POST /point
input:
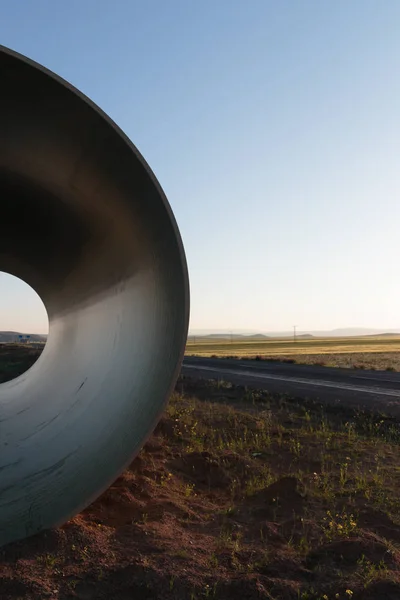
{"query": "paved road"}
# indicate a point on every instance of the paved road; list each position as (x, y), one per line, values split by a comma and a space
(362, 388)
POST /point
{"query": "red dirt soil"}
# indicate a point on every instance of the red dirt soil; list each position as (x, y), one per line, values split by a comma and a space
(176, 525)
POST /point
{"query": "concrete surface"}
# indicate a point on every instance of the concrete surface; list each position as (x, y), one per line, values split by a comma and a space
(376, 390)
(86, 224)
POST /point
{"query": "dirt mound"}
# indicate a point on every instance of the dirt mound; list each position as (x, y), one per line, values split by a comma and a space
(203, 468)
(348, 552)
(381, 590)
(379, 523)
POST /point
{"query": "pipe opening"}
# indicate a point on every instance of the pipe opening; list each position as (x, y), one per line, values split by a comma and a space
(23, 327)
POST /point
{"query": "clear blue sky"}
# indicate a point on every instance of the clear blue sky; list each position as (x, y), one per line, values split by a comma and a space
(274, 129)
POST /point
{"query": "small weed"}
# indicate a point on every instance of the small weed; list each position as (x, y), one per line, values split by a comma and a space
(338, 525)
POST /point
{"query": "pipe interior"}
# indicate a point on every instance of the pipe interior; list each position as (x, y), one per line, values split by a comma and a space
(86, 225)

=== Work required ===
Without the pictures, print the records in full, exactly as they appear.

=== Expected output ===
POST /point
input:
{"query": "paved road"}
# indicate a point on every instance of the paved road; list each position as (x, y), one per line, values split by a comma and a space
(362, 388)
POST /point
{"query": "red dirt soil"}
# indicate a point on every instance of the red dirt soil; list each position as (x, y), one per line, values split by a comma and a space
(176, 525)
POST /point
{"query": "concrete surface"}
# indicate a point on every instance of the concrete surface; list each position as (x, y), one per line, values split by a comma and a space
(376, 390)
(86, 224)
POST /point
{"query": "dirt mound"}
# indicate a point on every instance of the dirt mound; list each position as (x, y), one per line, values split by a comma and a space
(203, 468)
(348, 552)
(381, 590)
(379, 523)
POST /point
{"query": "pipe opening"}
# indicate a point on every instance of the pipe opening; list each position as (x, y), one per line, values split by a comma and a space
(23, 327)
POST /point
{"query": "clear blue sky"}
# indicate a point on every instance of the clear blue sky; list each position as (x, y), one per line, values split by a comma and a space
(274, 129)
POST /point
{"query": "small weed"}
# indicate a point on every instance of the small weed; list each position as (x, y), one per line, values split by a comma and a space
(338, 525)
POST /point
{"query": "pipe interior"}
# indicate a point on every instance of the pipe interior; list each position as (x, y), one per line, values split by a comma and a space
(86, 225)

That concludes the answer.